_Exercise brief_
Gather every line in the records below that contains the word "ground" and copy each one out in full.

....................

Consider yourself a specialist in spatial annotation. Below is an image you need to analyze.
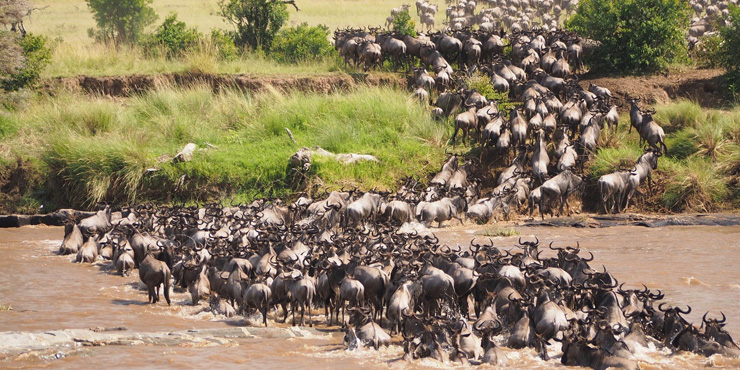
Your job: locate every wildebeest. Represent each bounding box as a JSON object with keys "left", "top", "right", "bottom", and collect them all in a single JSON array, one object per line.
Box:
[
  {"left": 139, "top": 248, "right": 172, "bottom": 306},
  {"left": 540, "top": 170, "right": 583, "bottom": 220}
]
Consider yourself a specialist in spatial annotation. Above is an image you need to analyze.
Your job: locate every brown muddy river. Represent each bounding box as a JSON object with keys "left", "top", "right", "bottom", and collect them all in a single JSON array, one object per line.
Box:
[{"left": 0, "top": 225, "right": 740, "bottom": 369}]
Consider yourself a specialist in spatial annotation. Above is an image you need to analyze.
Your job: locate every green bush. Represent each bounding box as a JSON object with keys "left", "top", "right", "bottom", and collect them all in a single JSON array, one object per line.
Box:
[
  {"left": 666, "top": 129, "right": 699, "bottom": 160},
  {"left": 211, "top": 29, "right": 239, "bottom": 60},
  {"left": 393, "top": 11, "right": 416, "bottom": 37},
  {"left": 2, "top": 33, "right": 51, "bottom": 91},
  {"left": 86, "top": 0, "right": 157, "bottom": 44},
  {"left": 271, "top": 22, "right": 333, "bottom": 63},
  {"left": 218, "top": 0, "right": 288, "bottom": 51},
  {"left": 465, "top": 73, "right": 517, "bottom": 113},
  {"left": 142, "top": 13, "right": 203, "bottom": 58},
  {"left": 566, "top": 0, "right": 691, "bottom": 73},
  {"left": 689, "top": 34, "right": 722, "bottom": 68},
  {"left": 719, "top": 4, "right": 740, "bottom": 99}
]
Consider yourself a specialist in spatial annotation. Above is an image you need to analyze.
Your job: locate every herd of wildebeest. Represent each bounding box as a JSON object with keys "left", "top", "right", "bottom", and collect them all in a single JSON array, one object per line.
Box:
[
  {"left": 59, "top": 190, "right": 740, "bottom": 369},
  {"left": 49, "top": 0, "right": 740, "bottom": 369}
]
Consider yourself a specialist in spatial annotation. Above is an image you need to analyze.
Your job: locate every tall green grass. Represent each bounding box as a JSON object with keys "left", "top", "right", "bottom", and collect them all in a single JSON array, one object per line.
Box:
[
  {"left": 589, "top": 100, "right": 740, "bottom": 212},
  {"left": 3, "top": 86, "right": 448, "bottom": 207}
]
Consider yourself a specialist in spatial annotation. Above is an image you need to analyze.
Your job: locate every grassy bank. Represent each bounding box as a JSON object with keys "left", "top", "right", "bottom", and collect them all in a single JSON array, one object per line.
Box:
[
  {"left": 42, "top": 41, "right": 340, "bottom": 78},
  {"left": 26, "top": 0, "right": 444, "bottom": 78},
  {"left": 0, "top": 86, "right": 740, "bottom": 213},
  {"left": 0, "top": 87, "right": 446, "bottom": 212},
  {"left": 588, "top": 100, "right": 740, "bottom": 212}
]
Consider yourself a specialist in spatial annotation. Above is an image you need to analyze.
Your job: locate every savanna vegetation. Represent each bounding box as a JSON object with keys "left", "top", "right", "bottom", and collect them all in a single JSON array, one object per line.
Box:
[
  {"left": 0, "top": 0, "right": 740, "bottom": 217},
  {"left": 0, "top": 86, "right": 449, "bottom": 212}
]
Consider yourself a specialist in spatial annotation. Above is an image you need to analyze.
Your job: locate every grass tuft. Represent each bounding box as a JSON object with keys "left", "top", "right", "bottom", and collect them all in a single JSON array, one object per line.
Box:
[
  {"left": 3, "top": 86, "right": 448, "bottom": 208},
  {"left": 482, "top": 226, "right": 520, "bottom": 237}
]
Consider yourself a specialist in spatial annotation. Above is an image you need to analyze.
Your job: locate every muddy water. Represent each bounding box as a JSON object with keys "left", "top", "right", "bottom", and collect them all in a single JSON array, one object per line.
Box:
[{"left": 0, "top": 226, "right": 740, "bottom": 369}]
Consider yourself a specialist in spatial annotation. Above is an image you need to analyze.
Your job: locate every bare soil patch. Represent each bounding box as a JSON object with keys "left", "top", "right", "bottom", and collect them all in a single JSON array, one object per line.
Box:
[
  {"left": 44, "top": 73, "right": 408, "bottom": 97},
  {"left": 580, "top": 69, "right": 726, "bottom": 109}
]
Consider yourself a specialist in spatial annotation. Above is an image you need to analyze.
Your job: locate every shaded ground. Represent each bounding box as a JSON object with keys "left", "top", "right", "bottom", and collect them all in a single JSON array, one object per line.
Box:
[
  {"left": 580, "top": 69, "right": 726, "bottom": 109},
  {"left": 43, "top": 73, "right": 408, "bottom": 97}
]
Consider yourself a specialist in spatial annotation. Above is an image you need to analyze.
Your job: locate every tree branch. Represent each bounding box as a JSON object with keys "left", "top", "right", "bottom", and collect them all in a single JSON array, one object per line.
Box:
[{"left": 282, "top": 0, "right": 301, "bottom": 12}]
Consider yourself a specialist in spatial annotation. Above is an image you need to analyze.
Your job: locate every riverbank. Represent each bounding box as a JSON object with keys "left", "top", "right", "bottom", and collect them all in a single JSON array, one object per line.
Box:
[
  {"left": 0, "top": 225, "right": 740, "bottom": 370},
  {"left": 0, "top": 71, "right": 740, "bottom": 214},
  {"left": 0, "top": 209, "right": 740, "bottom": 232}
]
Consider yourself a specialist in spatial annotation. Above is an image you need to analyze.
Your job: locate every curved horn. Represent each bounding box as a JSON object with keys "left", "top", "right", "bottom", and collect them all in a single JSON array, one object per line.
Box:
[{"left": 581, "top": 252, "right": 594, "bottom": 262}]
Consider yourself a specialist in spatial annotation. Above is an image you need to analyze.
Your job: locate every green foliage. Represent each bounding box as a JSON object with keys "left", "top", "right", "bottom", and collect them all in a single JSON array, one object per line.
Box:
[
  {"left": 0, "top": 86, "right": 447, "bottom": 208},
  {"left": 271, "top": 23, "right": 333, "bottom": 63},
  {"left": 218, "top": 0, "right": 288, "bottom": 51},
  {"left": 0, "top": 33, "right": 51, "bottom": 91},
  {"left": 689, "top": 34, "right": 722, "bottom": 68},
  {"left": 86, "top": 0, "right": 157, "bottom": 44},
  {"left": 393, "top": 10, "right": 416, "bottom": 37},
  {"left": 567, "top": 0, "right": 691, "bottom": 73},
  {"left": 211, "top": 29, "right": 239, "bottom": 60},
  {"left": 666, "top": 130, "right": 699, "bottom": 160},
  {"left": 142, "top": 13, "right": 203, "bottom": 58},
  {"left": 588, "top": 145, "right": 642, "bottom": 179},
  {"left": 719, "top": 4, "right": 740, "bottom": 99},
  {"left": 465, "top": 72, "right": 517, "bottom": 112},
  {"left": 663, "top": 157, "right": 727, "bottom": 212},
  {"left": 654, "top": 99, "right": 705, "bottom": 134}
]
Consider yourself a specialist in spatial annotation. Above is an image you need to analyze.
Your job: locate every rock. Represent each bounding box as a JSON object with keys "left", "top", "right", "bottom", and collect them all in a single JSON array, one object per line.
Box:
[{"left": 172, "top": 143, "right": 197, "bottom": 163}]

....................

_Problem solution_
Your job: locate every shaded ground. Represent each bounding box as a JSON object with keys "left", "top", "right", "bottom", and collect them all in a single JSON array, one object per line.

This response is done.